__COMPLETA LO SIGUIENTE__:
1. Responde según el texto sobre el marqués de la Ensenada:
(a) ¿En qué años nació y murió el marqués de la Ensenada?
(b) ¿Qué se proponía aumentar como político reformista?
(c) ¿De qué rey fue ministro?
2. Traduce al inglés esta oración del texto sobre el marqués de la Ensenada: "A falta de hijos, se acabaría produciendo su extinción."
3. Retoma el texto sobre el marqués de la Ensenada y su plan contra los gitanos y continúalo a partir de su última oración.

__TEXTO MOSTRADO__:
......
La Vanguardia.- El marqués de la Ensenada (1702-1781) tiene buena fama como uno de los mejores gobernantes españoles del siglo XVIII. Hombre ilustrado, gran impulsor del poder naval… Tuvo, sin embargo, un lado muy siniestro: patrocinó un plan para exterminar a los gitanos.
Como político reformista, Ensenada se proponía aumentar la capacidad recaudatoria del Estado: la gente tenía que trabajar y pagar impuestos. Por eso mismo, no podía permitir la existencia de súbditos que practicaban el nomadismo y sobrevivían de negocios ambulantes que no tributaban. Los gitanos, a su juicio, constituían una “malvada raza” que no solo llevaba un estilo de vida diferente a la mayoría, también era responsable de todo tipo de hechos delictivos.
Para proceder a su eliminación, el todopoderoso ministro de Fernando VI buscó la manera de impedir que procrearan. A falta de hijos, se acabaría produciendo su extinción.
......
__DATOS EXTRAÍDOS__:
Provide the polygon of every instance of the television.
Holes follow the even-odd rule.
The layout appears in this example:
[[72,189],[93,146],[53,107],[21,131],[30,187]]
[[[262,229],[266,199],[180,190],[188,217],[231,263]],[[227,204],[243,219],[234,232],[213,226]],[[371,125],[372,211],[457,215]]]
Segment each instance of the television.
......
__RESPUESTAS DEL EJERCICIO__:
1.
(a) Nació en 1702 y murió en 1781.
(b) La capacidad recaudatoria del Estado.
(c) De Fernando VI.

2. Without children, their extinction would eventually come about.

3.
Ya en 1745, aún bajo el reinado de Felipe V, Ensenada hizo promulgar una ley que establecía la pena de muerte para todos aquellos gitanos que fuesen apresados fuera de su vecindario. Sin embargo, una cosa era dar órdenes y otra hacerlas cumplir. Muchas autoridades locales no estaban de acuerdo. Al estar más en contacto con la realidad cotidiana, sabían que muchos romaníes llevaban una vida tan sedentaria como los demás. Puesto que ese era el caso, ¿por qué había que castigarles?
El ministro, que no había previsto esta actitud tolerante, tuvo que dar marcha atrás. Como dice José Luis Gómez Urdáñez en El marqués de la Ensenada. El secretario de todo (Punto de Vista, 2021), pareció entonces que los gitanos “buenos” no iban a ser molestados. En realidad, Fernando VI se encontró con que su hombre de confianza le exponía un plan, en apariencia sin fisuras, para acabar con aquel sector de la población que le resultaba tan incómodo.
El ejército se presentaría en los pueblos donde vivieran, cerraría los puntos de retirada y procedería a efectuar detenciones masivas. En prisión, los reos estarían separados por sexos. Como hombres y mujeres no tendrían contacto entre sí, la desaparición de los gitanos solo sería cuestión de tiempo.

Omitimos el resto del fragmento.